→ **抜粋**:
<<<<

もうひとつは、人間が「綺麗だな」「リアルだな」と思う光と、物理的にリアルな光とのちがいによる奥行きです。
TAKUTO:それ、宮崎 駿さんも言ってますよね。「自分の記憶を掘り起こせ」って。スマホでパッと撮った夕日と、小学校の帰り道に見た(と記憶している)夕日って全然ちがいますよね。人の脳みそにある夕日を描け、ということで。
KANA:現実に見た光は、記憶の中ほど綺麗じゃなかったかもしれない。でも、その脳内にある理想の光や理想の質量感を再現して記憶にアクセスすることで、人は綺麗だと感じてくれる。それが私たちの画づくりの核にあるかもしれません。
CGW:アニメーションについては?
TAKUTO:そこはモンブラン・ピクチャーズの竹野智史さんと、キャラクターアーティストのヤマダダイキさんにほぼお任せしています。感覚が近いのか、あまり細かい指示をしなくてもスムーズに進めていただけるんです。ただ、カメラワークには僕もこだわります。実写畑の経験から、Cinema4Dのカメラリグを使用してクレーンの動きを再現したりしています。
CGW:手描きのエフェクトも非常に印象的です。
出典:replica / Vaundy:MUSIC VIDEO
TAKUTO:あれはカナダの映像作家ノーマン・マクラレン(1914-1987)からの影響が大きいです。彼はフィルムに直接、尖ったもので傷をつけて削ったり、汚したりしてアニメーションをつくっていたんですよ。
CGW:狂気的な技法ですね。
TAKUTO:はい、そこがめちゃくちゃ好きで。この技法を3Dの上に乗せたら面白いだろうな、という感覚でやっています。このエフェクトは、僕が最初に勤めた会社の先輩で、エフェクトアニメーションが得意な畳谷哲也さんにお願いしたりしています。
KANA:手づくり感とリアリティのあるライティングのように、少しズレのある要素を入れると、良い違和感が出ることが多いんです。3Dと2Dの組み合わせもそのひとつですね。
TAKUTO:初期の自主制作から、3Dのキャラクターの目や口だけ2Dで手描きする、といった表現はよくやっていました。
CGW:CGはどのように勉強されたのですか?
KANA:独学です。リトポロジーの作法など基礎ができていないので、アニメーターさんに迷惑をかけていることも多いと思います(苦笑)。
だから、独学に使った教材も、見るだけのチュートリアルではなくて、ちゃんと添削してくれるものを選びました。CGMA(CG Master Academy)というオンライン講座です。6週間ほどのコースで、毎週出る課題をこなして、添削してもらうんです。ZBrush、Substance 3D Painterは、『CGWORLD +ONE Knowledge』香取 政人 氏による「テクスチャで魅せる~説得力をもたせる背景テクスチャリング術~」講座で覚えました。
TAKUTO:僕はColosoでCinema 4DとRedshiftを習得しました。
クリエイターに寄り添うDAIV FX-I7G80の実力――パフォーマンスからデザイン、静音性、拡張性まで
CGW:ここからは、今回検証いただいたマウスコンピューター「DAIV FX-I7G80」の使用感を伺っていきます。どのように感じましたか。

>>>>

→ **課題 A**: 上の抜粋のうち、「CGW:狂気的な技法ですね。」から「た表現はよくやっていました。」までを一字一句違えずに書き写してください。

座標アノテーションのレコード:

<<<<

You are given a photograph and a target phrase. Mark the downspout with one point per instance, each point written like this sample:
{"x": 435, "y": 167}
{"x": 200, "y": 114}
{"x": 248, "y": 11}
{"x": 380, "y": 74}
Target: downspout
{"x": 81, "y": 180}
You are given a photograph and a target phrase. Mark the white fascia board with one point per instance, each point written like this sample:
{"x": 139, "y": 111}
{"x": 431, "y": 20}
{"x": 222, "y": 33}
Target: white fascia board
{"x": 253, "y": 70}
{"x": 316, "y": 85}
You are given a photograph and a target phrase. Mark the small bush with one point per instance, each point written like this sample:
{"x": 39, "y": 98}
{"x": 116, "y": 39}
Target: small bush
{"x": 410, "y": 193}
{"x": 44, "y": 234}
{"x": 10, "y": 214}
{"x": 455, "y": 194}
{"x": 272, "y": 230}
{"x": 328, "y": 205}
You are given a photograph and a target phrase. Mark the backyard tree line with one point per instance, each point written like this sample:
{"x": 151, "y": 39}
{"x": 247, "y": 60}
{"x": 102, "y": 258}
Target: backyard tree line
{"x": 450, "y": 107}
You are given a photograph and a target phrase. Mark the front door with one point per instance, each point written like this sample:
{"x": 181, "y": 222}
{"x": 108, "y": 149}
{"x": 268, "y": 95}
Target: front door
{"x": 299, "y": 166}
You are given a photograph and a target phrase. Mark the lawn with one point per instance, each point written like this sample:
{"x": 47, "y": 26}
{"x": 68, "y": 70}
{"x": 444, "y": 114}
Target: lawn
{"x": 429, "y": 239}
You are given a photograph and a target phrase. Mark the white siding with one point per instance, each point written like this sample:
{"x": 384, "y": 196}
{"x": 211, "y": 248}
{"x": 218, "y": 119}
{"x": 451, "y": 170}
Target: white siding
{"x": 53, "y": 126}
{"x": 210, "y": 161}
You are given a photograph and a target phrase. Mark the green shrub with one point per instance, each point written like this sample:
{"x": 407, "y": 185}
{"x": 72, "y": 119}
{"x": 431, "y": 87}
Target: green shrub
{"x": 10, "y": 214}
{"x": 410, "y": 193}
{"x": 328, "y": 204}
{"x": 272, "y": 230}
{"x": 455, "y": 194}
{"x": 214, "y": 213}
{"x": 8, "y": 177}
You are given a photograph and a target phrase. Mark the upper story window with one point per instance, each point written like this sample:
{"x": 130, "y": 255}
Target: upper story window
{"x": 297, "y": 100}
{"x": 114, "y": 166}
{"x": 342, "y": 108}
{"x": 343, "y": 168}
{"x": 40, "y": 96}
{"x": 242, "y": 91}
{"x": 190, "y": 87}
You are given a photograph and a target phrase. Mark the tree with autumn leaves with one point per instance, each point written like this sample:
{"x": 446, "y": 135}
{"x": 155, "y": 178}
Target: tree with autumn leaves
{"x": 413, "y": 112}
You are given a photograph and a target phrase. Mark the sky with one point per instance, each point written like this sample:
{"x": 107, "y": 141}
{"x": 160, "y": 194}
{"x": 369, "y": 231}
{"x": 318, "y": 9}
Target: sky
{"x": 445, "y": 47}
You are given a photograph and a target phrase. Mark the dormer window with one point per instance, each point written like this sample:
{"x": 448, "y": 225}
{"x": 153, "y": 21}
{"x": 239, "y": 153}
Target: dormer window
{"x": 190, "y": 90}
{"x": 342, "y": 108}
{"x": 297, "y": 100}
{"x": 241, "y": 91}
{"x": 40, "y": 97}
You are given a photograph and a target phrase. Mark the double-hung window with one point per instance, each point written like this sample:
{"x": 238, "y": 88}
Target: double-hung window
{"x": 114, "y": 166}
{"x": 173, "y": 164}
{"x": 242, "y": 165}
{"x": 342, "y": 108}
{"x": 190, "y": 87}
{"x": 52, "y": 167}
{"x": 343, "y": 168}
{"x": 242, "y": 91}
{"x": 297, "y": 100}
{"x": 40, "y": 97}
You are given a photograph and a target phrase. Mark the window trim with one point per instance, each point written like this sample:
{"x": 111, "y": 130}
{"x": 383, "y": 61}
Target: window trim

>>>>

→ **課題 B**: 上のレコードのうち、「line」という文字列を含む行をすべて返してください。

→ **出力 A**:
CGW:狂気的な技法ですね。
TAKUTO:はい、そこがめちゃくちゃ好きで。この技法を3Dの上に乗せたら面白いだろうな、という感覚でやっています。このエフェクトは、僕が最初に勤めた会社の先輩で、エフェクトアニメーションが得意な畳谷哲也さんにお願いしたりしています。
KANA:手づくり感とリアリティのあるライティングのように、少しズレのある要素を入れると、良い違和感が出ることが多いんです。3Dと2Dの組み合わせもそのひとつですね。
TAKUTO:初期の自主制作から、3Dのキャラクターの目や口だけ2Dで手描きする、といった表現はよくやっていました。

→ **出力 B**:
You are given a photograph and a target phrase. Mark the backyard tree line with one point per instance, each point written like this sample:
Target: backyard tree line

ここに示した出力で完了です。